'''
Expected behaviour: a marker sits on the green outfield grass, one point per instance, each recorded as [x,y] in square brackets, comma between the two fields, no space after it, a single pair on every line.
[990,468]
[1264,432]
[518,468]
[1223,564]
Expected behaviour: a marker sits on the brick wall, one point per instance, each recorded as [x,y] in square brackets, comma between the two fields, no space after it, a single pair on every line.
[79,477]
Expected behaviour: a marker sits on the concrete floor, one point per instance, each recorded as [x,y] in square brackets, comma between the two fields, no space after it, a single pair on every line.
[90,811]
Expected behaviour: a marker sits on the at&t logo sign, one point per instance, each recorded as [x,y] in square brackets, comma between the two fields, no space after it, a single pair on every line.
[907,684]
'''
'''
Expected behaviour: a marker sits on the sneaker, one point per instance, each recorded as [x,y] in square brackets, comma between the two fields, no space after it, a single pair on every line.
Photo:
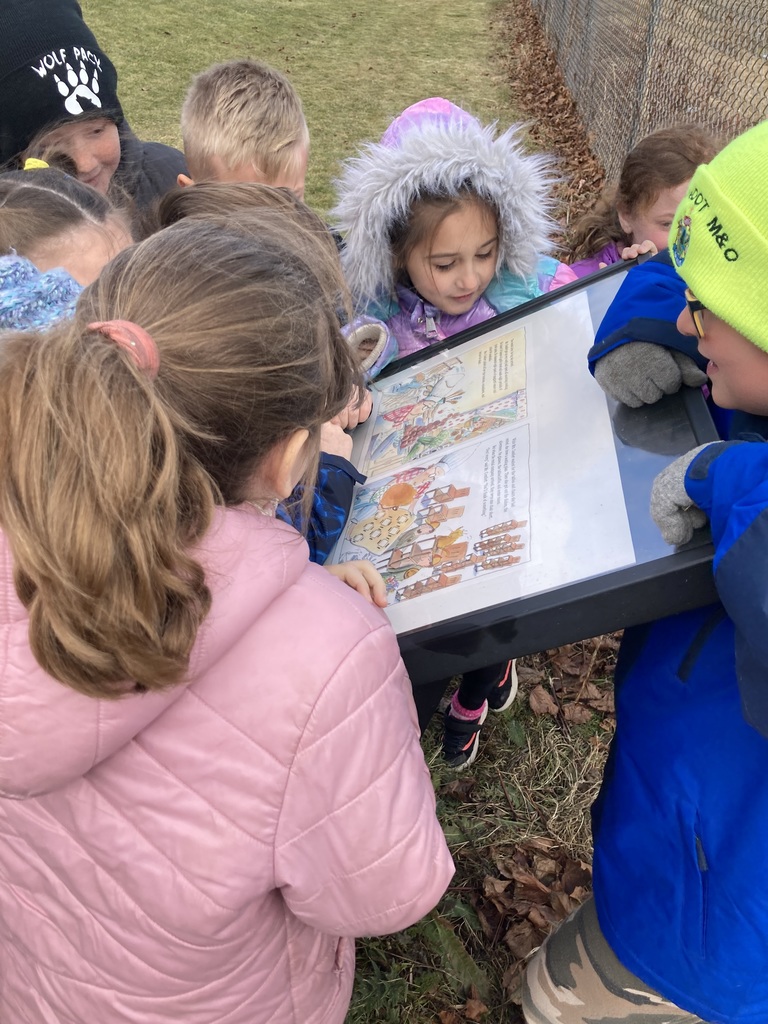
'''
Tally the lines in the rows above that contain the string 'single', counting a match only when its case is identical. Reply with the number alone.

5